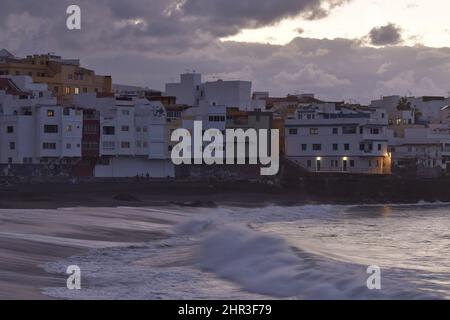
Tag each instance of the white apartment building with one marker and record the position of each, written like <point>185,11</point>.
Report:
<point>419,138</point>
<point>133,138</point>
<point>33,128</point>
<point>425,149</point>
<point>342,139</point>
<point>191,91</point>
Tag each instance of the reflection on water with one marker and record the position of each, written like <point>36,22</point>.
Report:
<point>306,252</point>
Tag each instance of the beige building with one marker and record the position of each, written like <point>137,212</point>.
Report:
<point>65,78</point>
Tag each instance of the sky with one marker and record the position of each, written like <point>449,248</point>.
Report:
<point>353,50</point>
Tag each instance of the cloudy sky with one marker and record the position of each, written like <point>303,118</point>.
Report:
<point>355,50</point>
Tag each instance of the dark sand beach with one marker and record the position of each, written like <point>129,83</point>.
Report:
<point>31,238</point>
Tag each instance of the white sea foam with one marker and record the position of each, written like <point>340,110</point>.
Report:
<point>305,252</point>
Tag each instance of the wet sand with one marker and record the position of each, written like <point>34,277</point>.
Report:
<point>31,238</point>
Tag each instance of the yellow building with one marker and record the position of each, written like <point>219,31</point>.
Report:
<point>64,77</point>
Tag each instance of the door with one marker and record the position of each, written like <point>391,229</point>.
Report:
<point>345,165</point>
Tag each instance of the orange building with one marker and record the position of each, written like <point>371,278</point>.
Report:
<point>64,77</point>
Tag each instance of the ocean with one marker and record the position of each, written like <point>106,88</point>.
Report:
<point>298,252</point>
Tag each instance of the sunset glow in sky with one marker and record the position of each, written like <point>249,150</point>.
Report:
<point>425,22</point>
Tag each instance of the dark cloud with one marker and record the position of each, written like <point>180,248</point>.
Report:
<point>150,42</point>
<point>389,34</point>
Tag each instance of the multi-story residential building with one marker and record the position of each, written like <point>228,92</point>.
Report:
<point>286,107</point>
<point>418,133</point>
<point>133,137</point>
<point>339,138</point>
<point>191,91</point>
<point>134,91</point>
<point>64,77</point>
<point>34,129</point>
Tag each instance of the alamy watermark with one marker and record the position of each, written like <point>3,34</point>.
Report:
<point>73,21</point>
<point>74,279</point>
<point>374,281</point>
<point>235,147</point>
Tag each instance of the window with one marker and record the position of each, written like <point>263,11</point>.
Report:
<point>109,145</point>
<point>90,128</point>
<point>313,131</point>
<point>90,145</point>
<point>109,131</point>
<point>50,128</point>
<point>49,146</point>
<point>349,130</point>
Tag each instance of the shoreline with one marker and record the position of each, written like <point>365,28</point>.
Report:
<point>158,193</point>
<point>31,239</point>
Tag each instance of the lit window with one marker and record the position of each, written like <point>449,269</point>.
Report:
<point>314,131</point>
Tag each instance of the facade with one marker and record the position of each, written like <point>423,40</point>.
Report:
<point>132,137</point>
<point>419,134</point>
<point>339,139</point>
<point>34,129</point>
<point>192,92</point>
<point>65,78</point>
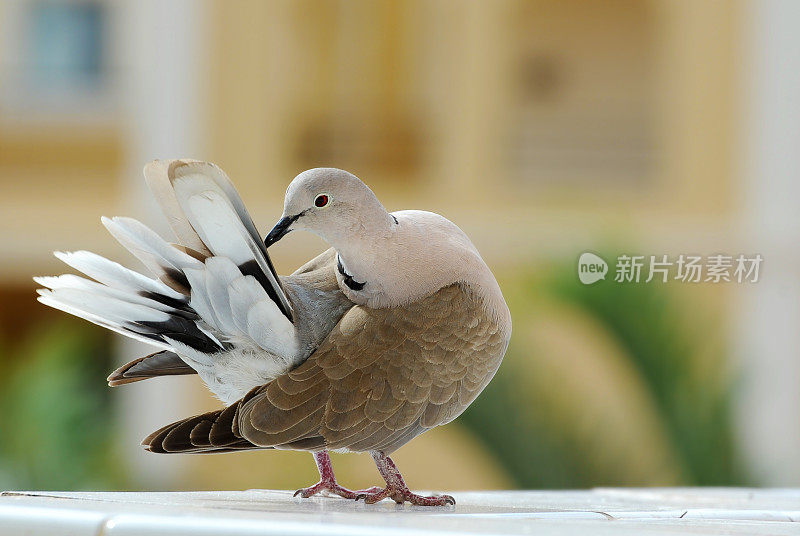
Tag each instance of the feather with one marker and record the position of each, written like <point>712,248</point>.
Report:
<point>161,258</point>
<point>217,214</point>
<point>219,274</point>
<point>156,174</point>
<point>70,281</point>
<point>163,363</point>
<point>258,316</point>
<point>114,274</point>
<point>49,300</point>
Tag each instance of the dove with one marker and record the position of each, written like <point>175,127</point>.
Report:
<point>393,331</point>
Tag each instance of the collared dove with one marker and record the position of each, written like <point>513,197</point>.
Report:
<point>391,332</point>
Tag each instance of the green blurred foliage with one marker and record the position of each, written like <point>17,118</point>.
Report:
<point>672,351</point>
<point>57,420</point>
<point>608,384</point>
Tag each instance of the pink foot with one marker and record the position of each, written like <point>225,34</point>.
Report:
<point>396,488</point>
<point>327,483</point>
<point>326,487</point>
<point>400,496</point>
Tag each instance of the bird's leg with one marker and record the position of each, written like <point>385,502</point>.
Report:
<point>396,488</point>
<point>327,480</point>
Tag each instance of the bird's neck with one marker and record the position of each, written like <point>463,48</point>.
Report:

##############################

Where a line in the records above contains the word "sand", copy that line.

Tag each instance of the dark sand beach with one marker and record the position of each, written like <point>129,83</point>.
Tag each instance of the wet sand with one marker and record the position of each, written like <point>34,277</point>.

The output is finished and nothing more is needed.